======== Passage provided ========

= Yevgeny Krinov =

Soviet Russian astronomer and geologist (1906-1984)

Yevgeny Leonidovich Krinov (Евгений Леонидович Кринов) (3 March 1906 - 2 January 1984), D.G.S., was a Soviet Russian astronomer and geologist, born in Otyassy (Отъяссы) village in the Morshansky District of the Tambov Governorate of the Russian Empire. Krinov was a renowned meteorite researcher; the mineral Krinovite, discovered in 1966, was named after him.

== Scientific work ==

From 1926 through 1930 Yevgeny Krinov worked in the meteor division of the Mineralogy Museum of the Soviet Academy of Sciences. During this period he conducted research into the Tunguska event under the supervision of Leonid Kulik. Krinov took part in the longest expedition to the Tunguska site in the years 1929–1930 as an astronomer. The data that was gathered during this expedition became the basis for his 1949 monograph (in Russian) called The Tunguska Meteorite.

======== Listed entries ========

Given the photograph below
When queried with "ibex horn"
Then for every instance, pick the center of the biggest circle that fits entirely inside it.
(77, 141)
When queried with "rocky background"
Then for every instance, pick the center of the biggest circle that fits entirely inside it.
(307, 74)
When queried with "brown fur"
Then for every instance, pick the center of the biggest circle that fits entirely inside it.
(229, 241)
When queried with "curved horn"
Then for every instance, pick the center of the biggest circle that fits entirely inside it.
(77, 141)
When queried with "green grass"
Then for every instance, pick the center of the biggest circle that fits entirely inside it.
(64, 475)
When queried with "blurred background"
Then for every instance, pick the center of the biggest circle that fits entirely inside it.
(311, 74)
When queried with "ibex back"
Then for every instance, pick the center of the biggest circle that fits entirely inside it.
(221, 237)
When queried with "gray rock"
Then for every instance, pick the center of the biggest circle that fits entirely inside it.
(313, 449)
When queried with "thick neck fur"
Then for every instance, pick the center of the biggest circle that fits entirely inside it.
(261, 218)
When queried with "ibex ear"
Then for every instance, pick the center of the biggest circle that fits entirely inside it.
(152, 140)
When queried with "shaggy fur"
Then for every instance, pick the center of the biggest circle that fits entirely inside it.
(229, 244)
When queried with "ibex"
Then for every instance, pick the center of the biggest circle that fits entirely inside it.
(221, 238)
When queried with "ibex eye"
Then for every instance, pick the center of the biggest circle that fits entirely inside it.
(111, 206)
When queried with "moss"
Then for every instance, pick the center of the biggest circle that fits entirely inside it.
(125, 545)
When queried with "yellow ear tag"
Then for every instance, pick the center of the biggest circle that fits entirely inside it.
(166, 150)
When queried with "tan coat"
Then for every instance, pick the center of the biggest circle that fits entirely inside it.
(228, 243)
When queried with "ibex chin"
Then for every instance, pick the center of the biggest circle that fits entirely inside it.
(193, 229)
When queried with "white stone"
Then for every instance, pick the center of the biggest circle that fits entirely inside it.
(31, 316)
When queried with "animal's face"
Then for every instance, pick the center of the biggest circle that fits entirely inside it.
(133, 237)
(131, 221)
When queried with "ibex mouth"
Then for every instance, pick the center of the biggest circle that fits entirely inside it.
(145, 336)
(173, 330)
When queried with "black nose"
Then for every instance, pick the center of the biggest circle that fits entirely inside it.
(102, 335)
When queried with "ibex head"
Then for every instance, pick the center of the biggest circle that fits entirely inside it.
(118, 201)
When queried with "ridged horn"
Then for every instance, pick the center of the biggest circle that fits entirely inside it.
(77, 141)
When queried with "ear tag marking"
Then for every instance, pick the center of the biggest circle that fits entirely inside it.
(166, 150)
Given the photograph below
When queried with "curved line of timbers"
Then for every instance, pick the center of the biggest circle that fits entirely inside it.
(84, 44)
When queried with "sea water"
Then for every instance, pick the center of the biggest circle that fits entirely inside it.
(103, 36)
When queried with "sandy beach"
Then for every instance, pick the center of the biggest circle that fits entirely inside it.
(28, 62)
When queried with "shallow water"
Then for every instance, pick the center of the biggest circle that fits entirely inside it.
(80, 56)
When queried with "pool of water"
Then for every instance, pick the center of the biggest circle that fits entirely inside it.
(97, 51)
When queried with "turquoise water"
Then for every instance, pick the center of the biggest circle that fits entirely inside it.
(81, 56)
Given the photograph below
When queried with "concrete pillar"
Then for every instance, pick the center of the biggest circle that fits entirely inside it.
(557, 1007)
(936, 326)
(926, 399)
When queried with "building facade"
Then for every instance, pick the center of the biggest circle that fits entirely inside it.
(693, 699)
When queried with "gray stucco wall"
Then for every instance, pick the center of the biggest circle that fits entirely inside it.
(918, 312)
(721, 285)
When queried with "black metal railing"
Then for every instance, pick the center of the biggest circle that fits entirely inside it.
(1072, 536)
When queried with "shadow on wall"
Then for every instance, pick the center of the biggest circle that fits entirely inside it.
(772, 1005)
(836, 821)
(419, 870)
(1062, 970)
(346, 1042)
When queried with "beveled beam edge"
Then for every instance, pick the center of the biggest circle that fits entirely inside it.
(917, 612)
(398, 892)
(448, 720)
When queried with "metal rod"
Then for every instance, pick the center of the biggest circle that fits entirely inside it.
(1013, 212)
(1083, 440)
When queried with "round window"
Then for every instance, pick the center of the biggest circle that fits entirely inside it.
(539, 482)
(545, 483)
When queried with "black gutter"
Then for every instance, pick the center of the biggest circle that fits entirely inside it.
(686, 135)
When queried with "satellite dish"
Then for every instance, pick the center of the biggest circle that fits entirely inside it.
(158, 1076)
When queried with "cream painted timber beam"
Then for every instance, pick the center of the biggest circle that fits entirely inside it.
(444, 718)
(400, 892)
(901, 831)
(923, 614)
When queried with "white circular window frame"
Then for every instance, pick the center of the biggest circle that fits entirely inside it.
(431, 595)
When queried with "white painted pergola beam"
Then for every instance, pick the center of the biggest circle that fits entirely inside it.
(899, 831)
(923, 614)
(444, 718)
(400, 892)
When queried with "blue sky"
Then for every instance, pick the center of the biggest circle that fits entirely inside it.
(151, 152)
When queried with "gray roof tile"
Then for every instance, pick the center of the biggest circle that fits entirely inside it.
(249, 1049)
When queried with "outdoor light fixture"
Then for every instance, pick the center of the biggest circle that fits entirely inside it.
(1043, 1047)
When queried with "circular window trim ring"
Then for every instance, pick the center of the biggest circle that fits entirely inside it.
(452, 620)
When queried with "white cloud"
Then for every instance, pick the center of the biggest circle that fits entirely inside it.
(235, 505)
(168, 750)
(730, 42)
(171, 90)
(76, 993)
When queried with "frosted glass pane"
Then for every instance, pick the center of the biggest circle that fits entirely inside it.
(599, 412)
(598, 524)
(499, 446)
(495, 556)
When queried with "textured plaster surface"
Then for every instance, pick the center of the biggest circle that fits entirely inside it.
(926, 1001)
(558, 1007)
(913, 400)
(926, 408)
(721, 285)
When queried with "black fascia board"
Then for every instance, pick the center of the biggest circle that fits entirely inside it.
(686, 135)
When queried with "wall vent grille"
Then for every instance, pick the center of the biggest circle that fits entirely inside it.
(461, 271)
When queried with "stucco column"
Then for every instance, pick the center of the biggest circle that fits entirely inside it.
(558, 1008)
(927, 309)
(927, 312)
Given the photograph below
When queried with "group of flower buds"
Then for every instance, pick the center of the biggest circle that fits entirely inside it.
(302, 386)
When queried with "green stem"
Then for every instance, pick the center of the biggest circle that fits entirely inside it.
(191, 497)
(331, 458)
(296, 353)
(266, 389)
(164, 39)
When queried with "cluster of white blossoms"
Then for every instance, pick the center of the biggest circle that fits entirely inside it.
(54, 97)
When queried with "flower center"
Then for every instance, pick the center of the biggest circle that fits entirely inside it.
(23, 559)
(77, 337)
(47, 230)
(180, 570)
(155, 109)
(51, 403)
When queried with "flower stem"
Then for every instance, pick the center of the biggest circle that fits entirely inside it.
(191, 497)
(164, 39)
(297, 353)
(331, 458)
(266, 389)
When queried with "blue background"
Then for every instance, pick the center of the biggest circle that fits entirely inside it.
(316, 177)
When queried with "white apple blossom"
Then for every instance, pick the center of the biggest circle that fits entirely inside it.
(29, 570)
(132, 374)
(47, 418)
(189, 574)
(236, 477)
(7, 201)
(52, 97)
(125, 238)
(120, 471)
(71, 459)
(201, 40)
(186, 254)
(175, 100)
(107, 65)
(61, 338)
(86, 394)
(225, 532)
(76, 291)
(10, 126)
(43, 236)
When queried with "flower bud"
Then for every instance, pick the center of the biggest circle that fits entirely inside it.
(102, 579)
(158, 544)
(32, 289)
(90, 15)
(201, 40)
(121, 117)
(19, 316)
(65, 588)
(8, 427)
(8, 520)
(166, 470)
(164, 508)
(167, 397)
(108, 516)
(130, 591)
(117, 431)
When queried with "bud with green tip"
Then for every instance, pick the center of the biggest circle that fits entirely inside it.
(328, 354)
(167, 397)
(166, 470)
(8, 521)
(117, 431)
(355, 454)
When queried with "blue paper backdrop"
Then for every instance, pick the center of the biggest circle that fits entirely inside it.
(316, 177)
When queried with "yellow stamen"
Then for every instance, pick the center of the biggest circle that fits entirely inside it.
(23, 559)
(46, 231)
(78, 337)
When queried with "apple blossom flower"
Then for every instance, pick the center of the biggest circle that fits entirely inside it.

========

● Problems to solve:
[1] Reproduce the part of the Yevgeny Krinov article that begins with "Soviet Russian astronomer and geologist (1906-1984)" and runs through "named after him.".
[2] Continue the Yevgeny Krinov article from the point where it ends.

● Answers:
[1]
Soviet Russian astronomer and geologist (1906-1984)

Yevgeny Leonidovich Krinov (Евгений Леонидович Кринов) (3 March 1906 - 2 January 1984), D.G.S., was a Soviet Russian astronomer and geologist, born in Otyassy (Отъяссы) village in the Morshansky District of the Tambov Governorate of the Russian Empire. Krinov was a renowned meteorite researcher; the mineral Krinovite, discovered in 1966, was named after him.

[2]
In 1975, Yevgeny Krinov ordered the burning of 1500 negatives from a 1938 expedition by Leonid Kulik to the Tunguska event as part of an effort to dispose of hazardous nitrate film. Positive imprints were preserved for further studies in the Russian city of Tomsk.

== Science awards ==
- 1961 - Doctor honoris causa awarded by the Soviet Academy of Sciences
- 1971 - Leonard Medal

==Legacy==

- The mineral Krinovite, discovered in 1966, was named after him.
- A minor planet, 2887 Krinov, discovered in 1977 by Soviet astronomer Nikolai Stepanovich Chernykh, is named after him.

== Selected bibliography ==
- 1947 Spectral Reflective Capacity of Natural Formations
- 1949 The Tunguska Meteorite (Russian)
- 1952 Fundamentals of Meteoritics
- 1959 Sikhote-Alin Iron Meteorite Shower, Vol. I (Russian)
- 1963 Sikhote-Alin Iron Meteorite Shower, Vol. II (Russian)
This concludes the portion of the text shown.